▶ _Sayfa alıntısı_
"""

Erdoğan, partisinin TBMM grup toplantısında yaptığı konuşmaya, Aksaray'da trafik kazasında hayatını kaybeden çocukların ailelerine ve öğretmenlerine başsağlığı dileyerek başladı. ''Millet olarak yüreklerimiz yanmıştır. Acımız büyüktür'' diyen Erdoğan, tüm Türkiye'ye de başsağlığı diledi.
Duble yol projelerinin ne kadar önemli olduğuna işaret eden Erdoğan, bu projeyi sonuna kadar devam ettireceklerini bildirdi.
Erdoğan, eski cumhurbaşkanlarından Turgut Özal'ın ölüm yıldönümü olduğunu hatırlatarak, ''Türkiye'nin dünyaya açılımına bir öncü olarak önemli katkıları bulunan, ülkemizi adeta sıçratan Turgut Özal'a Allah'tan rahmet diliyor, hatırasını saygıyla, hürmetle yad ediyorum'' diye konuştu.

"""

▶ _Verilen veriler_
"""

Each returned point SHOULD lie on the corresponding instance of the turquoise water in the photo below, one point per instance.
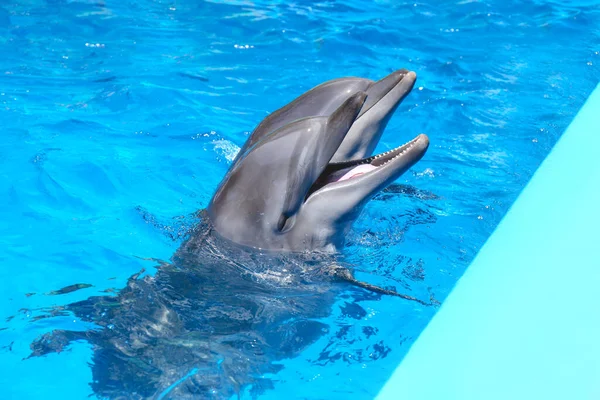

"""

▶ _Verilen istek A_
Sayfa alıntısına göre şu soruları yanıtlar mısın?
(i) Erdoğan konuşmasını hangi toplantıda yaptı?
(ii) Erdoğan hangi projeleri sonuna kadar devam ettireceklerini bildirdi?
(iii) Erdoğan ölüm yıldönümünü hatırlattığı hangi eski cumhurbaşkanına rahmet diledi?
▶ _Verilen istek B_
Sayfa alıntısında "Erdoğan, partisinin TBMM" sözlerinden "devam ettireceklerini bildirdi." sözlerine kadar uzanan bölümü, iki uç da dahil olmak üzere birebir yazar mısın?

▶ _Nihai yanıt A_
(i) Partisinin TBMM grup toplantısında.
(ii) Duble yol projelerini.
(iii) Turgut Özal'a.

▶ _Nihai yanıt B_
Erdoğan, partisinin TBMM grup toplantısında yaptığı konuşmaya, Aksaray'da trafik kazasında hayatını kaybeden çocukların ailelerine ve öğretmenlerine başsağlığı dileyerek başladı. ''Millet olarak yüreklerimiz yanmıştır. Acımız büyüktür'' diyen Erdoğan, tüm Türkiye'ye de başsağlığı diledi.
Duble yol projelerinin ne kadar önemli olduğuna işaret eden Erdoğan, bu projeyi sonuna kadar devam ettireceklerini bildirdi.